Your objective: Count the lines below that contain the string "bare", and reply with that number alone.

Dataset records:
——————

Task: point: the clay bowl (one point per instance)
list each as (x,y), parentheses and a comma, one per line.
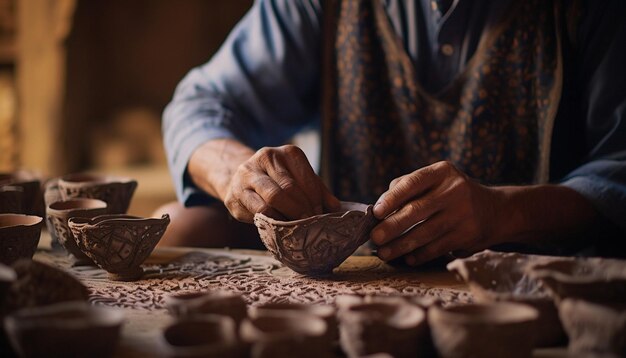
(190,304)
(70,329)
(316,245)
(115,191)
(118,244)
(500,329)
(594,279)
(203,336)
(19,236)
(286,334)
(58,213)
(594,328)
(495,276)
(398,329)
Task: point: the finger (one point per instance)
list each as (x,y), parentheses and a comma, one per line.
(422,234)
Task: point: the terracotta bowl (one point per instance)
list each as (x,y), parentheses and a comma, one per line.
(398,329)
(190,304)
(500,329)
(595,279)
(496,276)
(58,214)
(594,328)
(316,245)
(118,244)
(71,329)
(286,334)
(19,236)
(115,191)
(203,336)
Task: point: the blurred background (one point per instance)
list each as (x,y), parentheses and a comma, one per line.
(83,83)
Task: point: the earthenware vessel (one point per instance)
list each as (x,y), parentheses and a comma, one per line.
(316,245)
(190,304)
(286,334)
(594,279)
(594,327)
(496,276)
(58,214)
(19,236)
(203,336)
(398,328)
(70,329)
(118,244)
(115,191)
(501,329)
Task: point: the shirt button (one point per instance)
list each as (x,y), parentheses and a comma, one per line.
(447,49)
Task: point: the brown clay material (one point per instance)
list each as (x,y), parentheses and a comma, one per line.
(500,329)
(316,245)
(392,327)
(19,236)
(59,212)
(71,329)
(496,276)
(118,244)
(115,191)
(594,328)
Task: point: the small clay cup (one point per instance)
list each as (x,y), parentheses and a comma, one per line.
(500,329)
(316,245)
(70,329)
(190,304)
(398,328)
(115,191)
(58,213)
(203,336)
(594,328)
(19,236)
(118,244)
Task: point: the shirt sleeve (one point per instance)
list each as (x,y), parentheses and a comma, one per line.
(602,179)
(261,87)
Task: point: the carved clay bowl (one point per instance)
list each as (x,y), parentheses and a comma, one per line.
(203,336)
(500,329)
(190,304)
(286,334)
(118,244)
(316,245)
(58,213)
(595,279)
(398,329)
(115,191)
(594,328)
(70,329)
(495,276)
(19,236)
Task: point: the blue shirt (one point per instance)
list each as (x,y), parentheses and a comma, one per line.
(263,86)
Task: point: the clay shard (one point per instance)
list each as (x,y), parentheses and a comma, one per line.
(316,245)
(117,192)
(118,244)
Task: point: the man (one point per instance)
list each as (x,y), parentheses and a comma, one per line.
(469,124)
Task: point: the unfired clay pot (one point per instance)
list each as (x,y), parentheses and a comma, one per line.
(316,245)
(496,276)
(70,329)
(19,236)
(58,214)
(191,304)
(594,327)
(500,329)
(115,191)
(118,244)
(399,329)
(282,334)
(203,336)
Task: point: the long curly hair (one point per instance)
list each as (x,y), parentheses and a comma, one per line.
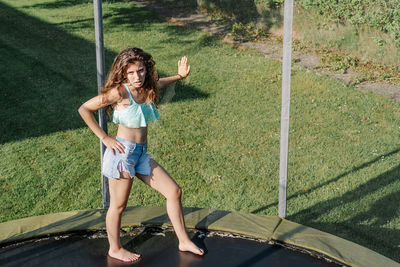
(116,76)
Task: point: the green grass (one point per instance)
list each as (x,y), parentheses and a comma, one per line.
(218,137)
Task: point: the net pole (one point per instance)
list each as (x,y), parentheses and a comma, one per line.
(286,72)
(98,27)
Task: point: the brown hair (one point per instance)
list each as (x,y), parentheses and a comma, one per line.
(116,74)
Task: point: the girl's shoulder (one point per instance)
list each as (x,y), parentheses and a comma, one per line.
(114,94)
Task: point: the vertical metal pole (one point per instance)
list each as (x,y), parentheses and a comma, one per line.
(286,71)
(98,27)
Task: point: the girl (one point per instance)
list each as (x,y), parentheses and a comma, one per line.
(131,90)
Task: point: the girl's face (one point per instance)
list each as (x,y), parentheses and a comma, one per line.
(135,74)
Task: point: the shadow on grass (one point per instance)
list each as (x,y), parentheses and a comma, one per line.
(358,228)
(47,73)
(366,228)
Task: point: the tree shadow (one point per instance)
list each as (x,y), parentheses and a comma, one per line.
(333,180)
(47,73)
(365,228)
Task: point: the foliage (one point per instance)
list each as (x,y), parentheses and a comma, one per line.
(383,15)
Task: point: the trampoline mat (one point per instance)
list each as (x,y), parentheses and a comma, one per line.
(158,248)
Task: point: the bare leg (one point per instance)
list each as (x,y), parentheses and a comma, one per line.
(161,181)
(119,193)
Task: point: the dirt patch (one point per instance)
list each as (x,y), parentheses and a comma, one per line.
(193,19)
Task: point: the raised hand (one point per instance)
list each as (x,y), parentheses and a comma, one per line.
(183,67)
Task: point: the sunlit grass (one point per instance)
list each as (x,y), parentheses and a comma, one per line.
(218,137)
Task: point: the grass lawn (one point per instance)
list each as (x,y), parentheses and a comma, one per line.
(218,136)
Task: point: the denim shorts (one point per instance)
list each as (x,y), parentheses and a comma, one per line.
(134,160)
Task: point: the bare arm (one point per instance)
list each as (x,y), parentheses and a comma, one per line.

——————

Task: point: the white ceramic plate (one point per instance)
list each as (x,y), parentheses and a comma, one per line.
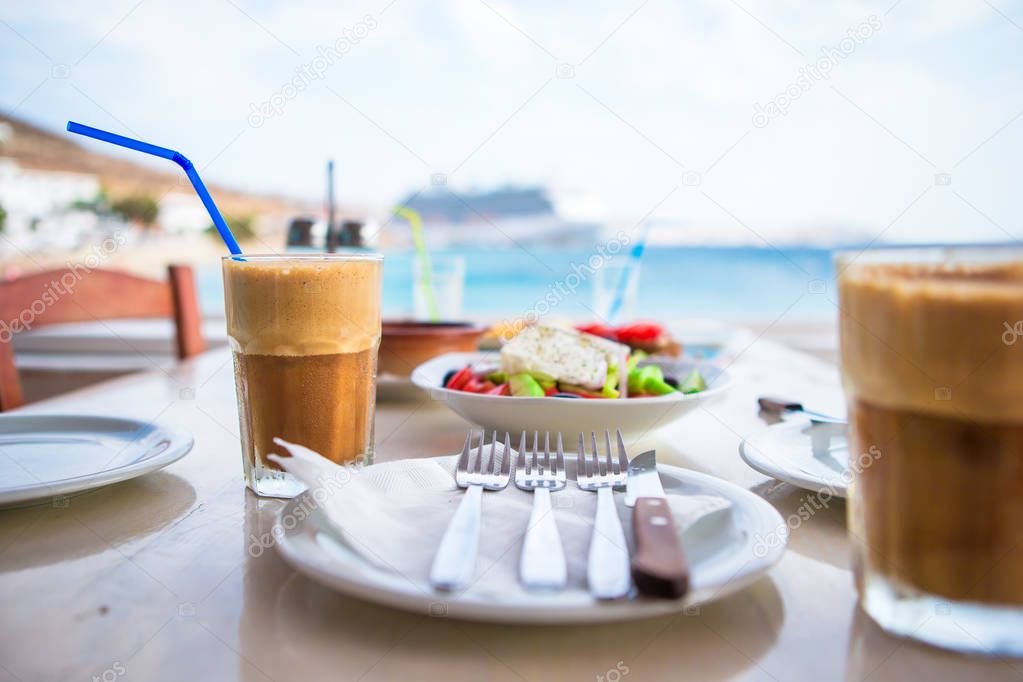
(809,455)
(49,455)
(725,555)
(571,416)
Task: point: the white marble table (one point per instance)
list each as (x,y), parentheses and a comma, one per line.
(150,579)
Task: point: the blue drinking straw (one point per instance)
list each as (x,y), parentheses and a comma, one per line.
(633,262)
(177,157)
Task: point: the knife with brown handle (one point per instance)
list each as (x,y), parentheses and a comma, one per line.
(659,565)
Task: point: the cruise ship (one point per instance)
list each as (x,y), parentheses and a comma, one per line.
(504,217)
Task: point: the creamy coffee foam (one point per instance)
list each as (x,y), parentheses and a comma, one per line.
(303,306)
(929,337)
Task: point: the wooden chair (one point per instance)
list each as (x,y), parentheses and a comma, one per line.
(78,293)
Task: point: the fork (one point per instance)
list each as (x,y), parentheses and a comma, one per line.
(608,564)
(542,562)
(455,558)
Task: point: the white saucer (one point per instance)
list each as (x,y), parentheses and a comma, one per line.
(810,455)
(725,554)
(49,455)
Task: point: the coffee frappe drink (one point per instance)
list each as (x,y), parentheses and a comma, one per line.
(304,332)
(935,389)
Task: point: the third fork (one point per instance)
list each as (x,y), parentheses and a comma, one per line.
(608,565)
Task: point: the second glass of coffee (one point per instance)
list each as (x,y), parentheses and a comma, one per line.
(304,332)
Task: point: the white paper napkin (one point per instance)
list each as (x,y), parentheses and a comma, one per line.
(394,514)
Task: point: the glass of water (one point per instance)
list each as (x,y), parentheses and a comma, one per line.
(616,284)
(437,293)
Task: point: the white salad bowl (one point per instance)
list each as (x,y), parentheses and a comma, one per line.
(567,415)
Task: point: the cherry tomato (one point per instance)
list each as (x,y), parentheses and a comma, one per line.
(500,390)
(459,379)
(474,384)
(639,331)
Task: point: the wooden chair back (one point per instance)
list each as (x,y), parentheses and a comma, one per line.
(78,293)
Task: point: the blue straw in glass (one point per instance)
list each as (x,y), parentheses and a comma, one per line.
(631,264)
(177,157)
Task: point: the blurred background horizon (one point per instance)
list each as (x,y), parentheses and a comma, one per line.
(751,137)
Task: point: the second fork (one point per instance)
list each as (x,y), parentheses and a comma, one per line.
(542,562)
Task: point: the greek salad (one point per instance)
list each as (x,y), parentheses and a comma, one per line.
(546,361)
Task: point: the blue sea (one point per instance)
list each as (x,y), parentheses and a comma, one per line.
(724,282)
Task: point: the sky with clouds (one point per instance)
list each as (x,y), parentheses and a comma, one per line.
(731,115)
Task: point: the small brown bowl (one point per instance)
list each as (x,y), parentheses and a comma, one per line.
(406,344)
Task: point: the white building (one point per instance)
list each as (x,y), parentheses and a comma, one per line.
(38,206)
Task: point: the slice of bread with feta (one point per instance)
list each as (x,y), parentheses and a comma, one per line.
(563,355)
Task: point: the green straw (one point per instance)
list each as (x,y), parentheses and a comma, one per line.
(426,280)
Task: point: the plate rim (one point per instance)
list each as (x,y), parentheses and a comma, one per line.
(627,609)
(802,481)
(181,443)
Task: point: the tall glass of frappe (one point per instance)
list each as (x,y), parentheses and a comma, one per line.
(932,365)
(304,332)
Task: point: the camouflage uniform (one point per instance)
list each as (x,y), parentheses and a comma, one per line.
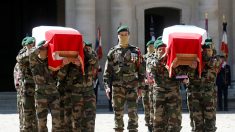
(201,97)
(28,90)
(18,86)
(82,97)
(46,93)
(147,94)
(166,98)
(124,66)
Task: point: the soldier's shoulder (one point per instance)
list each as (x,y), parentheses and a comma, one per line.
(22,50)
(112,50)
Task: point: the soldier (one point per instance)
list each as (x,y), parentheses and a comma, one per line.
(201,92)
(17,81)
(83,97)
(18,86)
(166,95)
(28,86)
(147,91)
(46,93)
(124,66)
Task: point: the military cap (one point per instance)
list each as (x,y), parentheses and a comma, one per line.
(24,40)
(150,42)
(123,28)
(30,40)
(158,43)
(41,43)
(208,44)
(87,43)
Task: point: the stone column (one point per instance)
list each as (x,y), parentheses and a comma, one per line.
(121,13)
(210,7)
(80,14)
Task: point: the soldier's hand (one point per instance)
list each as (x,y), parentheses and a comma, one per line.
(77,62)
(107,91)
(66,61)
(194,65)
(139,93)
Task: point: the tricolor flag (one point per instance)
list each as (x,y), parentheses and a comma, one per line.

——————

Complete answer: 2